Supplied text:
>>>

A community gathers to hear the testimony of victims and perpetrators at a bonﬁre ceremony in Gbekedu, Kailahun District. (Photo Sara Terry for Catalyst for Peace)
Context & Experience:
Sierra Leone’s civil war (1991-2002) was characterized by widespread atrocities and human rights abuses (committed by parties on all sides of the conflict). By the end of the war, the official demobilization, disarmament, and reintegration program of ex-combatants had mixed results. For many observers, more effective were the purification and reintegration ceremonies organized at the local level, at times in connection with Christian or Muslim traditions (at times both with reading of both the Bible and the Quran as part of the ceremony). Although ceremonies varied from one community to the next, they typically included apologies, some form of purification ceremony for the former combatants (some of them minor), at times the cleansing of entire sites or buildings, and they were concluded by the sharing of food (for instance a glass of water and kola nuts).

<<<

Entries:
>>>

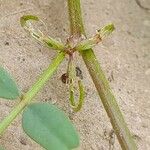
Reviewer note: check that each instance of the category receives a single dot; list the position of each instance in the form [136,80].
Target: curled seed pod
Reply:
[79,73]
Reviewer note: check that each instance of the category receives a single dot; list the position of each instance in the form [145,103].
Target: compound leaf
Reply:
[49,127]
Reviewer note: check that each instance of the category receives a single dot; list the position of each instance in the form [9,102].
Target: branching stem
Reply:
[28,97]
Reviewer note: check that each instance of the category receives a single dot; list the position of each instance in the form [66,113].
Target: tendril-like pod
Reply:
[25,22]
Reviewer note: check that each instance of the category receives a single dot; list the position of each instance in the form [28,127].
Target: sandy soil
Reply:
[125,58]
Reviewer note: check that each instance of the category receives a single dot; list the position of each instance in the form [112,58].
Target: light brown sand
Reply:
[125,58]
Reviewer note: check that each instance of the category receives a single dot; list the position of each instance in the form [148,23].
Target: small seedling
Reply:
[44,122]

<<<

Required work:
[1] Summarize the passage on Sierra Leone in two sentences.
[2] Reproduce the records verbatim, starting with the line that contains "the form [28,127]." and going on through the end of the records, both ends included.
The passage on Sierra Leone and the records are unrelated material.

Solutions to each task:
[1] Sierra Leone's 1991-2002 civil war was marked by widespread atrocities committed by all sides, and the official program to demobilize, disarm, and reintegrate ex-combatants had mixed results. Many observers found local purification and reintegration ceremonies more effective; these sometimes drew on Christian or Muslim traditions and typically included apologies and purification of former combatants, and ended with shared food.

[2]
Reviewer note: check that each instance of the category receives a single dot; list the position of each instance in the form [28,127].
Target: sandy soil
Reply:
[125,58]
Reviewer note: check that each instance of the category receives a single dot; list the position of each instance in the form [112,58].
Target: light brown sand
Reply:
[125,58]
Reviewer note: check that each instance of the category receives a single dot; list the position of each instance in the form [148,23].
Target: small seedling
Reply:
[44,122]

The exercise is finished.